Exercise instructions
**A)** According to the passage on antebellum evangelicals, in what year did Charles Finney become a professor of theology at Oberlin College?
**B)** Revise the stretch of the passage on antebellum evangelicals from "Evangelicals also tended" through "as they matured.", replacing "Oberlin College" with "Oberlin Collegiate Institute".

Evangelical Christians played a dominant role in American
religious, cultural, and political life in the decades before the Civil
War. While evangelicals had different denominational loyalties (including
Methodist, Presbyterian, Congregational, and Baptist), they shared many
important beliefs and practices. Indeed, Presbyterian Robert Baird pointed
out that such a "remarkable coincidence of views on all important points"
suggested that the evangelical churches "ought to be viewed as branches
of one great body." Theologically, evangelicals accepted the notions of
original sin, Christ's role as savior, and the Trinity. And as Baird also
made clear, almost all evangelical churches "believe[d] that there is
such a thing as being 'born again'" and that this experience was the basis
for church membership and a reformed personal life. Other agreements existed
as well. One was the certainty that, at some point (whether sooner or
later), Christ would come to earth a second time to preside over a thousand
years of peace and harmony before the final judgment. This belief, called
millennialism, generated among most evangelicals an optimistic outlook
on the nation's future. No matter how serious were the social, economic,
moral, problems Americans faced, millennialism encouraged them to believe
that nation could be perfected. Many evangelicals felt that they were
helping to prepare the way for the second coming by battling against the
flaws they saw in their world. Others saw in their own times evidence
(especially the revivals and the growth of religious and benevolent societies)
that progress towards the millennium was being made. For southerners,
millennialism was compatible with slavery, for slavery, by bringing Christianity
to the slaves, represented progress. Moreover, slavery itself was capable
of becoming an ever more perfect institution with the passage of time.
Evangelicals also tended to accept the idea of personal
perfectionism. As Yale theology professor Nathaniel Taylor explained in
1828, human beings were not predestined to sin. Their depravity came from
the failure to avoid sin, a feat that was within their reach. The sin,
as he put it, "is in the sinning." Similarly, Charles Finney, who became
a professor of theology at Oberlin College in 1835, encouraged Christians
to "aim at being perfect." As people aimed at perfection, they would become
more perfect. The idea that children were innocent rather than depraved
(as Puritans had believed) meshed with perfectionism. A Christian education
for children, Catharine Beecher emphasized, would help them move towards
perfection as they matured.

Records excerpted from a collection:
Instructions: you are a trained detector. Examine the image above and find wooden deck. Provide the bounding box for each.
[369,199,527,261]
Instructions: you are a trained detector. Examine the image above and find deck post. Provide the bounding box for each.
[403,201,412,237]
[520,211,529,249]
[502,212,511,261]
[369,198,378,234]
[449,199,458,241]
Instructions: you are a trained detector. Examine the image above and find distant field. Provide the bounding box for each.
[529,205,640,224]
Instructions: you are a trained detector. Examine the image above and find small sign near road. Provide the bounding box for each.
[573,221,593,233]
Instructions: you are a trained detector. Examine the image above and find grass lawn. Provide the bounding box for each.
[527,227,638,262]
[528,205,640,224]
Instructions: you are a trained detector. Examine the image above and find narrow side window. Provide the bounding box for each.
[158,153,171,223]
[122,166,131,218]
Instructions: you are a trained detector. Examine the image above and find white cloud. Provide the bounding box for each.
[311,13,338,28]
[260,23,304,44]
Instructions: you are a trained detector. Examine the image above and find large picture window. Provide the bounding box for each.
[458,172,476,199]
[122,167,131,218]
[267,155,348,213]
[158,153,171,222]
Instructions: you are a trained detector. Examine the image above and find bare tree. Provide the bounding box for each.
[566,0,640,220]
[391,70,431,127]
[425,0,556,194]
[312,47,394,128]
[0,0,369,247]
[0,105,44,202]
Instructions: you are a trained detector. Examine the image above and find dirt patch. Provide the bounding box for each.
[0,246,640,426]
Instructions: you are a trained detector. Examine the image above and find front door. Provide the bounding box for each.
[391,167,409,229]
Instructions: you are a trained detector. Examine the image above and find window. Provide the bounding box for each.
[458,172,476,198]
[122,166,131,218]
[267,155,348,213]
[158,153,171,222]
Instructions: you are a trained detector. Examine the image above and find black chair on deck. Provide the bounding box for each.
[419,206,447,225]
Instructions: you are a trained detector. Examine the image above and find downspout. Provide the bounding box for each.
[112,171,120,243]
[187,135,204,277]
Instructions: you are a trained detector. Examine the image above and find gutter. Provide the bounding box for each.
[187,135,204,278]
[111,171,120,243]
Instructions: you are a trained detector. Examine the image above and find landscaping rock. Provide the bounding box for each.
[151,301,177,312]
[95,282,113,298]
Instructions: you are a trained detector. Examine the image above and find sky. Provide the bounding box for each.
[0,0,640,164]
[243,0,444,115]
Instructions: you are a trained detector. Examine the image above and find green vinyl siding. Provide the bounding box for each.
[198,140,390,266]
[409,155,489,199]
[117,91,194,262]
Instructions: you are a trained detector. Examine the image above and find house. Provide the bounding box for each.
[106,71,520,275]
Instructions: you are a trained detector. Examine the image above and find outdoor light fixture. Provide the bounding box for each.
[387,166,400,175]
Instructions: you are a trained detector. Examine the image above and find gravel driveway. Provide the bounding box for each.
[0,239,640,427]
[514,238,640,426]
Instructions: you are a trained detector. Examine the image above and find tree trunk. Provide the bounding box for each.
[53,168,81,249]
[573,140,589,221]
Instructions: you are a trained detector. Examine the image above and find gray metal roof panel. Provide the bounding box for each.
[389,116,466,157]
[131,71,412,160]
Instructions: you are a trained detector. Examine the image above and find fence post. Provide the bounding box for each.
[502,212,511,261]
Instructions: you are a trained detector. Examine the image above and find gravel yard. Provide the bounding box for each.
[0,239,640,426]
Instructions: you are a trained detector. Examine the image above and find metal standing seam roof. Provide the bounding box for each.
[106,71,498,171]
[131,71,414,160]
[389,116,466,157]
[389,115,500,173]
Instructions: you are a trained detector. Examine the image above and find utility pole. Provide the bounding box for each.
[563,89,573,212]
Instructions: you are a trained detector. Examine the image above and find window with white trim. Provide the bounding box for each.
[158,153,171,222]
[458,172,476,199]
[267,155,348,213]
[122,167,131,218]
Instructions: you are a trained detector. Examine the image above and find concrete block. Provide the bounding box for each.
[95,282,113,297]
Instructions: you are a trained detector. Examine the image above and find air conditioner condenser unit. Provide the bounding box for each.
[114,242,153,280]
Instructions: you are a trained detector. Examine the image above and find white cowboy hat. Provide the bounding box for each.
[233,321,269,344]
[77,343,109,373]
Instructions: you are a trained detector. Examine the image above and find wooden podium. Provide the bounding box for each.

Solutions for each task
**A)** 1835

**B)**
Evangelicals also tended to accept the idea of personal
perfectionism. As Yale theology professor Nathaniel Taylor explained in
1828, human beings were not predestined to sin. Their depravity came from
the failure to avoid sin, a feat that was within their reach. The sin,
as he put it, "is in the sinning." Similarly, Charles Finney, who became
a professor of theology at Oberlin Collegiate Institute in 1835, encouraged Christians
to "aim at being perfect." As people aimed at perfection, they would become
more perfect. The idea that children were innocent rather than depraved
(as Puritans had believed) meshed with perfectionism. A Christian education
for children, Catharine Beecher emphasized, would help them move towards
perfection as they matured.